EXERCISE REQUIREMENTS.
Reproduce the records word for word, starting with the line that contains "TARGET: traffic sign" and going on through the end of the records. Leave the pictures out of your answer.

INPUT MATERIAL.
--- Begin ---

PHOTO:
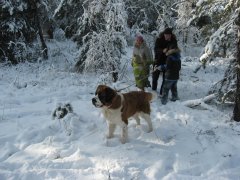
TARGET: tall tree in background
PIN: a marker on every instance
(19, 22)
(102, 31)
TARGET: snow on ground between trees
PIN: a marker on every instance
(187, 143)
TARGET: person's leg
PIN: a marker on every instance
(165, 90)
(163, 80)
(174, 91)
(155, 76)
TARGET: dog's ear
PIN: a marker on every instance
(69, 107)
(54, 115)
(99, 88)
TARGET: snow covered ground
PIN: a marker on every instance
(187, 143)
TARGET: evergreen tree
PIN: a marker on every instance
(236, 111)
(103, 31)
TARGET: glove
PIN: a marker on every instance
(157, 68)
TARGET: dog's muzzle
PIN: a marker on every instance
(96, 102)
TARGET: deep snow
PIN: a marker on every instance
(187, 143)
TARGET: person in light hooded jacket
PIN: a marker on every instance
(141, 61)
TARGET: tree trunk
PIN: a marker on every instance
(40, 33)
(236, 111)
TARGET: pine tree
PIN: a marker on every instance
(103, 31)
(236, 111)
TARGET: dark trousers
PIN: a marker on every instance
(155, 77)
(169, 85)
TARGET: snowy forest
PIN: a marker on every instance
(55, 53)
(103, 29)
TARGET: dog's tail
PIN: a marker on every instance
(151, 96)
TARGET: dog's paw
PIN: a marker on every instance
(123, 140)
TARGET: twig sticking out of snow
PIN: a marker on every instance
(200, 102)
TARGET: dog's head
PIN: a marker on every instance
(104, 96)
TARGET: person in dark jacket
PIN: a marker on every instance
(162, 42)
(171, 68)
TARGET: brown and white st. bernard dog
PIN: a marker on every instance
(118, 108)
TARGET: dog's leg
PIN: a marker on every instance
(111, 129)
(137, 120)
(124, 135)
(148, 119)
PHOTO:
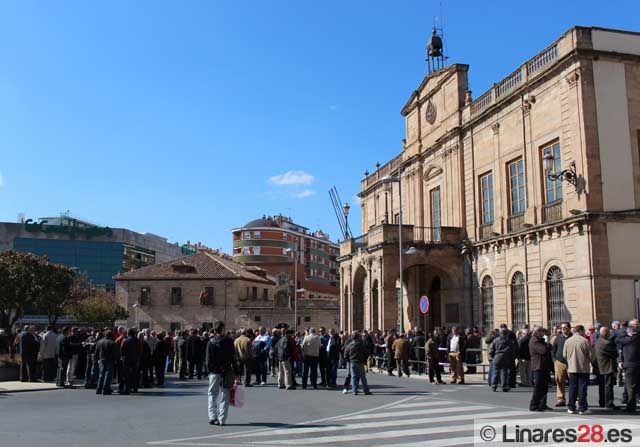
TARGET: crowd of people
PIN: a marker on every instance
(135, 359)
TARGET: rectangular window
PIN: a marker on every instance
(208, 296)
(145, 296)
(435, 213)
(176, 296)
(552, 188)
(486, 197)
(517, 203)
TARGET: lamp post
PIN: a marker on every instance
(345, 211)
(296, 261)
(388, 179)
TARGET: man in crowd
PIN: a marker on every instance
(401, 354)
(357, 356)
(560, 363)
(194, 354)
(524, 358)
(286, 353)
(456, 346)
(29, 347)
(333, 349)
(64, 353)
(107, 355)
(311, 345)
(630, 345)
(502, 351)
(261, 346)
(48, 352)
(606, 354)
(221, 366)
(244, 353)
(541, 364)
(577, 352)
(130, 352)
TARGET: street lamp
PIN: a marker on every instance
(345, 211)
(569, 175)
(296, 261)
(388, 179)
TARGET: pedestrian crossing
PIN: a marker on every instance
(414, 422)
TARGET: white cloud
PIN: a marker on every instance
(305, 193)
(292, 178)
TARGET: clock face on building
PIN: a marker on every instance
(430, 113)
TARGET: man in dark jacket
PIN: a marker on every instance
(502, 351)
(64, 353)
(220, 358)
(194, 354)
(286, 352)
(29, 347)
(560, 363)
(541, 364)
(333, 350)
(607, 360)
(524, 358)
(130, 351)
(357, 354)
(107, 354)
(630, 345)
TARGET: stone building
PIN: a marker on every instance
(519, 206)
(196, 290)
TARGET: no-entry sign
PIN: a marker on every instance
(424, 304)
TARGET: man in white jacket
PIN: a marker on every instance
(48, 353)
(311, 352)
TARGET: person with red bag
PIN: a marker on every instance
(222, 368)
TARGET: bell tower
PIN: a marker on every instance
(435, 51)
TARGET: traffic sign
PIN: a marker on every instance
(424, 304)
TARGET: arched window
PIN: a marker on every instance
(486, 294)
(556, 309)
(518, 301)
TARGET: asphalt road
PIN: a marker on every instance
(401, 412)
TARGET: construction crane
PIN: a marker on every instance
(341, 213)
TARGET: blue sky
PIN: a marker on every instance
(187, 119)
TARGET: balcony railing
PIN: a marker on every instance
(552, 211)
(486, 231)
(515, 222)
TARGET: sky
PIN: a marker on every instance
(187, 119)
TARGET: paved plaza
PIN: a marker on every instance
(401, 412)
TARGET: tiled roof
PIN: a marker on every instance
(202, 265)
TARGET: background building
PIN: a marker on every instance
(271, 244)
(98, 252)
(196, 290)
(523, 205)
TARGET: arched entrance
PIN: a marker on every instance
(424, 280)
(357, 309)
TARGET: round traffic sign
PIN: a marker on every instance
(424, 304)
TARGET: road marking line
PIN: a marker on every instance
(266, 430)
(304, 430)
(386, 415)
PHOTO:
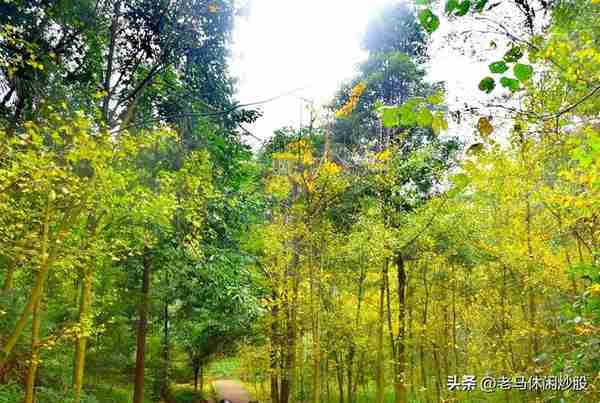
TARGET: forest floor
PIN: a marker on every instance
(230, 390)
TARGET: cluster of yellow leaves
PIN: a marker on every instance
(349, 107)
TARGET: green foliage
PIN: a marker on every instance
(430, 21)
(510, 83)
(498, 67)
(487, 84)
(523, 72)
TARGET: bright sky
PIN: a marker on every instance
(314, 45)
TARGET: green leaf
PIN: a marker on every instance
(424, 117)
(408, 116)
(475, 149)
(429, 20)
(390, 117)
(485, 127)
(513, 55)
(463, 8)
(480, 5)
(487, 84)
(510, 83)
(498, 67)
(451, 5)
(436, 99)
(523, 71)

--- End ---

IN RESPONSE.
TARGET: traffic sign
PIN: a marker on every instance
(424, 304)
TARGET: arched window
PIN: a marker on every instance
(486, 294)
(556, 309)
(518, 301)
TARGET: asphalt road
PIN: a marker on every instance
(401, 412)
TARGET: construction crane
PIN: a marker on every instance
(341, 213)
TARGET: blue sky
PIN: a marker on every instance
(187, 119)
TARGET: balcony railing
PIN: a marker on every instance
(552, 211)
(486, 231)
(515, 222)
TARGET: sky
PIN: a marker on every instance
(187, 119)
TARGET: paved plaza
PIN: a marker on every instance
(401, 412)
TARGET: tiled roof
PIN: a marker on every instance
(202, 265)
TARGET: background building
PIN: a marker on every instance
(271, 244)
(98, 252)
(196, 290)
(523, 205)
TARGET: arched entrance
PIN: a marker on every instance
(424, 280)
(357, 309)
TARGET: round traffic sign
PIN: a marker on every instance
(424, 304)
TARGET: road marking line
PIN: a marker on every instance
(266, 430)
(304, 430)
(386, 415)
PHOTO:
TARGET: forest floor
PIN: a marker on every instance
(230, 390)
TARGET: cluster of yellow leaves
PIN: a marker on every instance
(349, 107)
TARGET: green foliage
PIN: a marker on every instance
(430, 21)
(510, 83)
(498, 67)
(487, 84)
(523, 72)
TARGET: bright sky
PIN: a marker on every instance
(314, 45)
TARGET: green leaf
PIN: a marker on every instance
(424, 117)
(408, 116)
(475, 149)
(429, 20)
(390, 117)
(485, 127)
(513, 55)
(463, 8)
(480, 5)
(487, 84)
(510, 83)
(498, 67)
(451, 5)
(436, 99)
(523, 71)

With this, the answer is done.